• Work item: Write the data below out again, with each line matching the original.

(Point localization data)
##############################

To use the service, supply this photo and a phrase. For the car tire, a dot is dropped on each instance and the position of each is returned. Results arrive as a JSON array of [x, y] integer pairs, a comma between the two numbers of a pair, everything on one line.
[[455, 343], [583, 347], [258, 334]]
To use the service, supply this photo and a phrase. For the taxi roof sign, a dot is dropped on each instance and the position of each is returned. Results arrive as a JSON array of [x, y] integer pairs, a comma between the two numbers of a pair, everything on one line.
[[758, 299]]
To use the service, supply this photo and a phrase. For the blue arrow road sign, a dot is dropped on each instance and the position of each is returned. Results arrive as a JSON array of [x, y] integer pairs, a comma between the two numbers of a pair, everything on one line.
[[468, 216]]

##############################

• Written solution:
To use the service, supply this photo and a phrase. For the car tire, a dot is dropped on each instance and the position of each is returned. Results arrive as a JSON array of [x, y] integer pairs, a comma between the two numbers of a pair, everything on one line.
[[455, 343], [583, 347], [258, 334]]
To use the service, supply this photo and a phrase. For the taxi roof sign, a dot is dropped on each instance and the position of each is returned. Results arrive as a JSON array of [x, y] integer pairs, a comma between the two numbers of a pair, everything on one line.
[[758, 299]]
To use the service, supply this photo and a phrase. For the blue arrow road sign, a dot is dropped on each instance and the position of each is returned. Results arrive as a JSON array of [x, y] integer pairs, a comma between the two numbers of a pair, everything on one line.
[[468, 216]]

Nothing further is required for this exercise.